■ **DATA LINES**:
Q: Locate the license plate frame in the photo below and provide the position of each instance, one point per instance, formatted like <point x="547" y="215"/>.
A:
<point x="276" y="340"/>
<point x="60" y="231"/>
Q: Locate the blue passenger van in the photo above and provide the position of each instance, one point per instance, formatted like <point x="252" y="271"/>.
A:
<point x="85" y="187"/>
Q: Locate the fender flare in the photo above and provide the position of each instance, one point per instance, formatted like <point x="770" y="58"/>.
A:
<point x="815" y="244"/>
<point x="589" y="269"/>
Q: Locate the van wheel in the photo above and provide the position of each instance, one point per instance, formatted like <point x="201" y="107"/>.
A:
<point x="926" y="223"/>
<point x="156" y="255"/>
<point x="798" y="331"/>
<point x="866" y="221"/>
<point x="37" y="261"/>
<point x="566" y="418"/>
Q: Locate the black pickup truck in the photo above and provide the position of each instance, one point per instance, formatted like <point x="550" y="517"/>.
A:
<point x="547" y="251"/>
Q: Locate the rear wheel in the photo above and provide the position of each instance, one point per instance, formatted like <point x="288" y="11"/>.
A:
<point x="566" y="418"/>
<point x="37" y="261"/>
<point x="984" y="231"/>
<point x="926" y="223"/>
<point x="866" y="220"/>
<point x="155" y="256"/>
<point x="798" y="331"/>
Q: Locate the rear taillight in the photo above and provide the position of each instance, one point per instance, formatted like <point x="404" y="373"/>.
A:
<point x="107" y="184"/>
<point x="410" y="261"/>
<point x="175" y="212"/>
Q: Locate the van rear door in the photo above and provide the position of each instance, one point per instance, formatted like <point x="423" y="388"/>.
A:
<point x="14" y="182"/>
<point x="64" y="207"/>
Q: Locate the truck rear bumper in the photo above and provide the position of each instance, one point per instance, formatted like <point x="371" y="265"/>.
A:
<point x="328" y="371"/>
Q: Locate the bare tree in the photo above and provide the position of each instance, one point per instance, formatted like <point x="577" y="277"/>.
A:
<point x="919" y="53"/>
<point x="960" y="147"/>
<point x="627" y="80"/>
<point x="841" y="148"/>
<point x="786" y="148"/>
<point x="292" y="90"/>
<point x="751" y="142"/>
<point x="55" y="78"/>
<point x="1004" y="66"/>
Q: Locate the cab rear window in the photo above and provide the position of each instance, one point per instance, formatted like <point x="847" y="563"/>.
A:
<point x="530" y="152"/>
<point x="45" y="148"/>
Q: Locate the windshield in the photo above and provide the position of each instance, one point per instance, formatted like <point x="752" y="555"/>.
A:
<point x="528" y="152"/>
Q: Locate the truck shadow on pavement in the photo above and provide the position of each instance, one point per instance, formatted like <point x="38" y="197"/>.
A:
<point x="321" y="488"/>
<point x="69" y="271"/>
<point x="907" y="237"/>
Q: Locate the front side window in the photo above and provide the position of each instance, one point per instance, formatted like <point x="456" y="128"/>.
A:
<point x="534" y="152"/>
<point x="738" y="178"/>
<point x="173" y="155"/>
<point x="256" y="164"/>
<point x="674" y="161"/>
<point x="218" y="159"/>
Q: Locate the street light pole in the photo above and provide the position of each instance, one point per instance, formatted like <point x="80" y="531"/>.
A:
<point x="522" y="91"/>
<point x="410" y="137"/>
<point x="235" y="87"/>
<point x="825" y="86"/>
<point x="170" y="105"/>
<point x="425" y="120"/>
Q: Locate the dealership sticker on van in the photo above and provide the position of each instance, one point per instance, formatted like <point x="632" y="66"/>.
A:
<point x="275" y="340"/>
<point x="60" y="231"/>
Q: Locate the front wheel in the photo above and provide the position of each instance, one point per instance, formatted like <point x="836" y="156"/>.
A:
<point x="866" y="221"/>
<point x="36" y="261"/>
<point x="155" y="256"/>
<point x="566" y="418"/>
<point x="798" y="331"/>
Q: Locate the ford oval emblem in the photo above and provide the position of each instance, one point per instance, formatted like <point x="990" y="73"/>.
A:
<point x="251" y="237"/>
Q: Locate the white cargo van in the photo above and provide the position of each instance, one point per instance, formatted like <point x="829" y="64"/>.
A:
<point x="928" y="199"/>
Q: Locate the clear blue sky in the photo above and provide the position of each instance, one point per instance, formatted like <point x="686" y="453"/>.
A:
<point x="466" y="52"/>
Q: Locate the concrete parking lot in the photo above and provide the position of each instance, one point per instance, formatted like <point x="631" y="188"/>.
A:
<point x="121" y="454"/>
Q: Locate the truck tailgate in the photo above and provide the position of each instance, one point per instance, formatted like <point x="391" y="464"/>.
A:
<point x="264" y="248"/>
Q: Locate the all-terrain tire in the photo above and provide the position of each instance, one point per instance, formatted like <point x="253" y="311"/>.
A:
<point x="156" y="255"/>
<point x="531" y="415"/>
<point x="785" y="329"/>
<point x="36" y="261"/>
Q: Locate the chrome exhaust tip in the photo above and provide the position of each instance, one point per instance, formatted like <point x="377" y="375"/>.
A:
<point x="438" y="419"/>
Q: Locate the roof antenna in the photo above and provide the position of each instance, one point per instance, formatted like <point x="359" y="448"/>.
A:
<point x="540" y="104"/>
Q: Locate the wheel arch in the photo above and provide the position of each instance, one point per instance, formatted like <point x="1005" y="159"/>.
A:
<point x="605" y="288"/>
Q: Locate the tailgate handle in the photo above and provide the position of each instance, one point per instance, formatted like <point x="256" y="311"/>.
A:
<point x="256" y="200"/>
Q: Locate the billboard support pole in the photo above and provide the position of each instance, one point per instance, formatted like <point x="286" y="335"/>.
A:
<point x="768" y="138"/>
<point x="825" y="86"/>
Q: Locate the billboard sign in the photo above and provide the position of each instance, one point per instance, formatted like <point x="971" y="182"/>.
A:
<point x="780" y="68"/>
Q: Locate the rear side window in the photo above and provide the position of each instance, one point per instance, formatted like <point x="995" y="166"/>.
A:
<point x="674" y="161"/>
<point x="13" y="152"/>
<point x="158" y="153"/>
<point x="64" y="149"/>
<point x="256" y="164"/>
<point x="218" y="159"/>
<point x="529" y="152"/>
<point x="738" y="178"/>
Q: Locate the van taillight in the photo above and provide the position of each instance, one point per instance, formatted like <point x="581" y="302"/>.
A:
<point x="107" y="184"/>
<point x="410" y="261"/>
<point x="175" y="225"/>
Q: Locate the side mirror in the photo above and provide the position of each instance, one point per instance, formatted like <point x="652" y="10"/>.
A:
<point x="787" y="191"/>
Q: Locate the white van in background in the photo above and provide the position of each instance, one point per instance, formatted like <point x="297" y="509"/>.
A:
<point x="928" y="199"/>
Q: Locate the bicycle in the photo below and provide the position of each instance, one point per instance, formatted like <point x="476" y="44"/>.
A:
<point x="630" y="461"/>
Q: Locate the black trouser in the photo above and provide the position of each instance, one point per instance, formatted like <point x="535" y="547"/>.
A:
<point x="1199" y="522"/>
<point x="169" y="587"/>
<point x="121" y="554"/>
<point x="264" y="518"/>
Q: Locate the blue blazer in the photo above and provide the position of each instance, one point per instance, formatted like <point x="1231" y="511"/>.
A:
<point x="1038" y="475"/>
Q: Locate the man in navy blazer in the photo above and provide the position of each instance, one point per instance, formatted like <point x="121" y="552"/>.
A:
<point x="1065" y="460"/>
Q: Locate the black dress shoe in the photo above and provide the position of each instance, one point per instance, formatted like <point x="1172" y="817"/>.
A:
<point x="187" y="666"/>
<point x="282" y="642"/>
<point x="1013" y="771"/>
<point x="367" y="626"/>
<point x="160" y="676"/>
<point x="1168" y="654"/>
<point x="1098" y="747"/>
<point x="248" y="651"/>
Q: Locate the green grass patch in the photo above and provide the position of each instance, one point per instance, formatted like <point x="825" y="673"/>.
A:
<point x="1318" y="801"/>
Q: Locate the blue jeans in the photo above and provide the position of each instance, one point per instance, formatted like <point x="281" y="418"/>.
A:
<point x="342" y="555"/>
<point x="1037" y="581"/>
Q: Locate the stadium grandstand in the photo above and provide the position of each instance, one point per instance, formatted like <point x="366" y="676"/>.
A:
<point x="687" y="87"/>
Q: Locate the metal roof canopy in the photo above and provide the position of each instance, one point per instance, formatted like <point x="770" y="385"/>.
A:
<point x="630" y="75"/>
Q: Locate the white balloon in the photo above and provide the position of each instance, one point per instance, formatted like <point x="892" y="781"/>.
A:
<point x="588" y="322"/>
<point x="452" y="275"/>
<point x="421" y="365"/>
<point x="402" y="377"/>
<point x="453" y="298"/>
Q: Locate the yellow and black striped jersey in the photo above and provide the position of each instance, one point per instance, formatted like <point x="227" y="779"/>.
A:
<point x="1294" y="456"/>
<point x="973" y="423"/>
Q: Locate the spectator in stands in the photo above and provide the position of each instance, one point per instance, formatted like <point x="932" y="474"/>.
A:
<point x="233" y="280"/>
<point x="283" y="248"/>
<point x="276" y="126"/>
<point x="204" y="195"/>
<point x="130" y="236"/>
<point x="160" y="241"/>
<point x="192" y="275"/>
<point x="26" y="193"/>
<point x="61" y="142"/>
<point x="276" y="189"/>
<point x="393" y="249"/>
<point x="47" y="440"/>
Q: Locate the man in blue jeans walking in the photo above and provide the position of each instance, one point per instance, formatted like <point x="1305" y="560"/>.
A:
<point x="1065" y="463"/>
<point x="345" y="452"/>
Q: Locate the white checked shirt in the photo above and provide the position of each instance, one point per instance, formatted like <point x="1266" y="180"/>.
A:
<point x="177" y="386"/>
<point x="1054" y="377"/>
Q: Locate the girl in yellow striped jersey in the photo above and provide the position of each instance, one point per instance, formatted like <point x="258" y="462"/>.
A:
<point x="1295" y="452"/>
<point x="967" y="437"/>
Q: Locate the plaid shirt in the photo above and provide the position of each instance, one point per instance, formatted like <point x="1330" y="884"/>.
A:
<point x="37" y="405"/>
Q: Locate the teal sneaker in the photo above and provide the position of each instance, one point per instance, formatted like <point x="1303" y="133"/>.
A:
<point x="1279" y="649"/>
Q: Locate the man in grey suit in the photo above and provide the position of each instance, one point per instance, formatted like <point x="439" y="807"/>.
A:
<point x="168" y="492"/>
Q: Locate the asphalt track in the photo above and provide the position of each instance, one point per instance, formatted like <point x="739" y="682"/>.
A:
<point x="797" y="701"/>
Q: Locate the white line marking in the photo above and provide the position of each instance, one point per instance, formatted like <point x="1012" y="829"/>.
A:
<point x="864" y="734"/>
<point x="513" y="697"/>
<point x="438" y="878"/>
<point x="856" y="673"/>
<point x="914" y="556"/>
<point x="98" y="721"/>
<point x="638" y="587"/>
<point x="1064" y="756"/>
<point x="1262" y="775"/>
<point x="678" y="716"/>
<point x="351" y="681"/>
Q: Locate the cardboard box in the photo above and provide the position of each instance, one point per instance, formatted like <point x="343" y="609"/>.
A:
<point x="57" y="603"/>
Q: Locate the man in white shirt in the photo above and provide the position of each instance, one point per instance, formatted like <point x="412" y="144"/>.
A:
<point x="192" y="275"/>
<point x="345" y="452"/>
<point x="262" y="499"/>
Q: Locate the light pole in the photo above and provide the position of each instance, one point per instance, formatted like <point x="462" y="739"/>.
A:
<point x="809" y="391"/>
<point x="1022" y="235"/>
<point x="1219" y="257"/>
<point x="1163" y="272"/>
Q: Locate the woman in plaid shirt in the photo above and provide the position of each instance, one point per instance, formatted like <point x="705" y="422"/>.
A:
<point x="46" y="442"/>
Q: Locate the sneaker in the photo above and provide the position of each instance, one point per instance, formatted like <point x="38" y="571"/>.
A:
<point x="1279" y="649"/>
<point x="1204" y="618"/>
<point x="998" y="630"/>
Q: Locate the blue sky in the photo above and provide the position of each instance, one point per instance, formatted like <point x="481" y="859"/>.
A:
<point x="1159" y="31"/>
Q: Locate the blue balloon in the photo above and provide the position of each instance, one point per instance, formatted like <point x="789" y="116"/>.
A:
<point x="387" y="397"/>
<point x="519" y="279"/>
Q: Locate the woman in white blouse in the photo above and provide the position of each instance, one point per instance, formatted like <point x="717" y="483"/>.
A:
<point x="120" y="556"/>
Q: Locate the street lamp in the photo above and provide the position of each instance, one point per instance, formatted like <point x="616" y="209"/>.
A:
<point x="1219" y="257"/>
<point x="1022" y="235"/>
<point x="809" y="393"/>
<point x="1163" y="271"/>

■ **WHAT TO DO**: In the entries above, find the line containing "Q: Locate the man in white". Set down that line and every line after it through the last one, exactly and alone.

■ **FULL ANSWER**:
Q: Locate the man in white shirt in the photo above and provide the position of each instance, one point per instance, formatted like <point x="412" y="144"/>.
A:
<point x="192" y="275"/>
<point x="345" y="452"/>
<point x="262" y="499"/>
Q: Locate the light pole in the photo above and provide the position of each instance, one point per instance, formatted like <point x="462" y="739"/>.
A:
<point x="809" y="391"/>
<point x="1022" y="235"/>
<point x="1219" y="257"/>
<point x="1163" y="272"/>
Q: Locate the woman in plaid shirt in the photo above and provide the position of each instance, one point per instance, formatted like <point x="705" y="422"/>.
A:
<point x="46" y="442"/>
Q: Locate the sneaker in the photo above and provide the position of each instance, one point per instance, formatted like <point x="38" y="571"/>.
A:
<point x="1279" y="649"/>
<point x="1204" y="618"/>
<point x="998" y="630"/>
Q: Locate the blue sky in the photo above and provide the position of each instance, one point per instance, formatted like <point x="481" y="859"/>.
A:
<point x="1159" y="31"/>
Q: Locate the blue balloon in the photo above and provide the position of each instance, one point per instance, formatted like <point x="789" y="116"/>.
A:
<point x="387" y="397"/>
<point x="519" y="279"/>
Q: Locate the woman in white blouse in the photo above and provide the position of each instance, one point per instance, formatted like <point x="717" y="483"/>.
A:
<point x="120" y="556"/>
Q: Locate the street lamp in the photo above and provide the position of each instance, one point per instance, formatted like <point x="616" y="209"/>.
A:
<point x="1219" y="257"/>
<point x="1022" y="235"/>
<point x="809" y="393"/>
<point x="1163" y="271"/>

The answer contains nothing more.